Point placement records
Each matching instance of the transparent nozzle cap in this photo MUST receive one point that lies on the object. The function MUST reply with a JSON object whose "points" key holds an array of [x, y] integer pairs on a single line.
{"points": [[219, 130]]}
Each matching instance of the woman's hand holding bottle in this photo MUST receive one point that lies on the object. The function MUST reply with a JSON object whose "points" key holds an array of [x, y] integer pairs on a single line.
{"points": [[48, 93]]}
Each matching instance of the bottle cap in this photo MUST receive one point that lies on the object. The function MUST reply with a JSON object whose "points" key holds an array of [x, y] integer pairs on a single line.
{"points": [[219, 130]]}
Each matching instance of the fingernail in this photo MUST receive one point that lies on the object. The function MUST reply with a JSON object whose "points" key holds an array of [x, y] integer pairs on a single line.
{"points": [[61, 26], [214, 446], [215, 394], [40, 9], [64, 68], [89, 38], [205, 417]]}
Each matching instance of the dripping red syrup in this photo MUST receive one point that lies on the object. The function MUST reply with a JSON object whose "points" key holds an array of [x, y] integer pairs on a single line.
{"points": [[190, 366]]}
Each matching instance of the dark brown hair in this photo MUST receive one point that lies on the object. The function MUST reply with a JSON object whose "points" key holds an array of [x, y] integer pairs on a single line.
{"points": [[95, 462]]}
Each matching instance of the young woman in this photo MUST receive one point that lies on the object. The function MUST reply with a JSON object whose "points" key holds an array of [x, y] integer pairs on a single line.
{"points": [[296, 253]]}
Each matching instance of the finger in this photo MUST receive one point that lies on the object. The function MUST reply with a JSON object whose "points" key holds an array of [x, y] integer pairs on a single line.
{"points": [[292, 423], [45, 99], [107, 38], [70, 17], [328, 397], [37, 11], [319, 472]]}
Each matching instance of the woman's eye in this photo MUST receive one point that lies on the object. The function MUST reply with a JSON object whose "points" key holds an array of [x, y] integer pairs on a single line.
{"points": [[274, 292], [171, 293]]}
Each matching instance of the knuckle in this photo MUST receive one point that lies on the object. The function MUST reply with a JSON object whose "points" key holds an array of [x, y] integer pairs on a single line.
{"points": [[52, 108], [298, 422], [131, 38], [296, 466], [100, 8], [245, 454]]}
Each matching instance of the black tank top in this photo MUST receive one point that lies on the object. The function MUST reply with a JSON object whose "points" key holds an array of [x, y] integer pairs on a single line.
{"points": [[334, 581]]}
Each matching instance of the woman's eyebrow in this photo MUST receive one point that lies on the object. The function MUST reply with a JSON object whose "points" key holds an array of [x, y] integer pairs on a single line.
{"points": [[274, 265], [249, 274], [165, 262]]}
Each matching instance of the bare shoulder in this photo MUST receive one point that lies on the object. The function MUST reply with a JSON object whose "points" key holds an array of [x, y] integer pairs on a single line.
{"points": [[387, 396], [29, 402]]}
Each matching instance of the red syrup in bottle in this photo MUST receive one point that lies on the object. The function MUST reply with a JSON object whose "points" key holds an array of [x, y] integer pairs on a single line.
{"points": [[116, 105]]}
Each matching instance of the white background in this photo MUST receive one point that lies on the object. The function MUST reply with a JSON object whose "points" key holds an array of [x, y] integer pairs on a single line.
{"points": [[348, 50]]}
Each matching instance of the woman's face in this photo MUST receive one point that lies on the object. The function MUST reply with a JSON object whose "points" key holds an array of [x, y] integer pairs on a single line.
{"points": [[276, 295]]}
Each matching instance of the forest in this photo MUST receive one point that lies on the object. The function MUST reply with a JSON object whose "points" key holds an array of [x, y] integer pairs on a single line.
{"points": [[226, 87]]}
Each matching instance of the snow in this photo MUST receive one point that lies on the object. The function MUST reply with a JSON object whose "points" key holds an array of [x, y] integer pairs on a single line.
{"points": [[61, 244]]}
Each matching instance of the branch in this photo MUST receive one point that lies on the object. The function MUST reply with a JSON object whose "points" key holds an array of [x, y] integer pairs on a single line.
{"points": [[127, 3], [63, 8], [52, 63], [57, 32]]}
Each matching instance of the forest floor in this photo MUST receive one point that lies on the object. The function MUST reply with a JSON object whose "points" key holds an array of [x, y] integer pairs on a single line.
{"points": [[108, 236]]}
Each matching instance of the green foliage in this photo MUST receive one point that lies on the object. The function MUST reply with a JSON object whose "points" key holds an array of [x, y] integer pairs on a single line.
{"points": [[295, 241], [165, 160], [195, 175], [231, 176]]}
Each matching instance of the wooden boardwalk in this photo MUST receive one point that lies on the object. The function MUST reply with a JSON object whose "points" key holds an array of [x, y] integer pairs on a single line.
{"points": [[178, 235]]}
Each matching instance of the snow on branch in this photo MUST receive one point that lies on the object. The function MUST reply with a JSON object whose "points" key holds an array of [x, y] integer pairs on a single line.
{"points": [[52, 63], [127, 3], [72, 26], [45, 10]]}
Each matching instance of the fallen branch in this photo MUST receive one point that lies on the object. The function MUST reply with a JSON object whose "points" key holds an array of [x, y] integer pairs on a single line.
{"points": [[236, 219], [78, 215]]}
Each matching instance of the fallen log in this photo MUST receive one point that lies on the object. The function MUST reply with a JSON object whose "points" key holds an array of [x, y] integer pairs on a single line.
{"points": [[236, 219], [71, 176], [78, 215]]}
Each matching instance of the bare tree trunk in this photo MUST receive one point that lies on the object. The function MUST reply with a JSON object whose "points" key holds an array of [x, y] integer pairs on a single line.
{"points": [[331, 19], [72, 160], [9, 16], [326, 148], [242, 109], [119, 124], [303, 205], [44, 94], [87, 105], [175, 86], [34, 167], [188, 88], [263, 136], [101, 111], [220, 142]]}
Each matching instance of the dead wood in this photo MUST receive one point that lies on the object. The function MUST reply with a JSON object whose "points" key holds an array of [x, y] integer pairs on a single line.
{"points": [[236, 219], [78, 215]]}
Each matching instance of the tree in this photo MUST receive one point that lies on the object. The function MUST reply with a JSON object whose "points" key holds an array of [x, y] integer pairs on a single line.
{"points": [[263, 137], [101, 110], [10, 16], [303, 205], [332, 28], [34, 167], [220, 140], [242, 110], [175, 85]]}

» GIVEN PROBLEM: Rewrite everything from the line containing "Each matching instance of the fallen branch" down to the end of the records, changing "function" to "routine" and keeping all else unchanged.

» FINAL RESULT:
Each matching instance of the fallen branch in this photo MUST receive one point that lies on the object. The routine MUST reply with a JSON object whose "points" key holds an array of [x, y] integer pairs on a single line.
{"points": [[236, 219], [78, 215]]}
Each matching instance of the fallen log in this photo MUST receive one point that lies on the object. The routine MUST reply with a JSON object whose "points" key holds an array of [x, y] integer pairs on a single line.
{"points": [[236, 219], [71, 176], [78, 215]]}
Each matching instance of the bare tree trunk in this photo MUST receive one point that lies on the object. The routine MUST reply with a JSON object whose "points" key holds an array of [x, y] integer pairs on a single line.
{"points": [[331, 19], [72, 160], [9, 16], [326, 148], [242, 109], [119, 124], [303, 205], [44, 94], [87, 105], [175, 86], [34, 167], [188, 88], [263, 136], [101, 111], [220, 142]]}
Each matching instance of the dead wood in this photo MUST receive one point that lies on the object. The routine MUST reply with a JSON object whose "points" key holds an array of [x, y] integer pairs on a single line.
{"points": [[236, 219], [78, 215]]}
Each matching instance of the tree in this photo MUST receive one point that lies on the object. The routine MUST reply with a JSON object whose "points" key holds an array of [x, y] integer pairs on a single line.
{"points": [[263, 137], [101, 110], [10, 16], [303, 205], [332, 28], [34, 167], [220, 140], [242, 110], [175, 85]]}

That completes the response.